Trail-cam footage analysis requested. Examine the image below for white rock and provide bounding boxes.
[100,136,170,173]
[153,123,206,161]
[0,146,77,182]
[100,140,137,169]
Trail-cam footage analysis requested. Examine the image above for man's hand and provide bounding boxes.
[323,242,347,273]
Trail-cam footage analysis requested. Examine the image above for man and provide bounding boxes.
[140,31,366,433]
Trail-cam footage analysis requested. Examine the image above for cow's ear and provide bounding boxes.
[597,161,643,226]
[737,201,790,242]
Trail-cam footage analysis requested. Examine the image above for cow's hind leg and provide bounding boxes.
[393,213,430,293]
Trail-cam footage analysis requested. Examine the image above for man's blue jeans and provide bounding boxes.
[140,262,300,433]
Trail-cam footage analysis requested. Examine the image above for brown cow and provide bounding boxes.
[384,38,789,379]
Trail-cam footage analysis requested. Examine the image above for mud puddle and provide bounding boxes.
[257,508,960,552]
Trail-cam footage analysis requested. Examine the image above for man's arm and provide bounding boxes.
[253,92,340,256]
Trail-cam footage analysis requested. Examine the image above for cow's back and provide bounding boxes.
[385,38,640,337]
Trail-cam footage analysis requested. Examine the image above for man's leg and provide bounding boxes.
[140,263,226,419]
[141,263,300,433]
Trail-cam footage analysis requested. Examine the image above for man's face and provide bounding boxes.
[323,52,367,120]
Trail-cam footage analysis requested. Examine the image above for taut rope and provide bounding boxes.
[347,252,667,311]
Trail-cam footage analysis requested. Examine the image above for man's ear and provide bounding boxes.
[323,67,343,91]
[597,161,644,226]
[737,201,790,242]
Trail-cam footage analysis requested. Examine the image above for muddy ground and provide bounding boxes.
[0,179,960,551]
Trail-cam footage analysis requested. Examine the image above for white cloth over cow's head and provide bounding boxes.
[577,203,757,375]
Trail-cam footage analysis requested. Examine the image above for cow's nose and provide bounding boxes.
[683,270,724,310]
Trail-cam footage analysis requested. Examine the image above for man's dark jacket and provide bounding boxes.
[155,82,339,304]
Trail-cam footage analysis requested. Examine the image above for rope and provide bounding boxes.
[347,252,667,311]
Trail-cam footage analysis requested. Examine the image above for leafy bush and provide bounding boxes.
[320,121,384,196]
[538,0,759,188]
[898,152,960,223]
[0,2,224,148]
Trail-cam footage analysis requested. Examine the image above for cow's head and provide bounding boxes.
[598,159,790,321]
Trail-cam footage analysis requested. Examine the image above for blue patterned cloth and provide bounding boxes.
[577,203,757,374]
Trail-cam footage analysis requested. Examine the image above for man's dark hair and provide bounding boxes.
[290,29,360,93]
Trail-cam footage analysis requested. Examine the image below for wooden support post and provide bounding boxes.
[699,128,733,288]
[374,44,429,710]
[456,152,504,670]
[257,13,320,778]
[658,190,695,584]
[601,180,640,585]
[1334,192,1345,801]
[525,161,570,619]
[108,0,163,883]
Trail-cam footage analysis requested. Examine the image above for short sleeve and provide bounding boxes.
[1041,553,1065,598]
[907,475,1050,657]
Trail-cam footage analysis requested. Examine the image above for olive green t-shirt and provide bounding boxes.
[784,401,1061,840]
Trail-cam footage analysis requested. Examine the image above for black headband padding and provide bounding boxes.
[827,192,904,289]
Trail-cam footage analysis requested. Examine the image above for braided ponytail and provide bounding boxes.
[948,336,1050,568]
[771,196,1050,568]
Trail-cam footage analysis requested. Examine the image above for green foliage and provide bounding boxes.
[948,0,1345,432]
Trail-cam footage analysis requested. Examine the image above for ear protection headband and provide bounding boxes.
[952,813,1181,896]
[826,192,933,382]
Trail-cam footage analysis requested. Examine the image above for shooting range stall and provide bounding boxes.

OBJECTIVE >>
Rescale the entries from the line with "jacket and provide bounding boxes." to the line with "[0,2,224,148]", both included, and reproduce every line in that span in order, requests too. Multiply each bounding-box coordinate by 1.7 and round to a whole number, with halves rounded up, leaving the request wording unchanged.

WRITTEN SOLUTION >>
Trail-cam footage analysis requested. Examine the image above for man's dark jacket and provide bounding boxes.
[264,139,576,517]
Trail-cam footage analysis requested. Examine the image above for rope and provide bounding boxes.
[590,428,1134,529]
Trail-cam footage analysis requested. Examine the image above for leafy bush and provide bounding boxes.
[544,206,653,333]
[915,0,1290,320]
[1527,258,1632,379]
[0,3,381,252]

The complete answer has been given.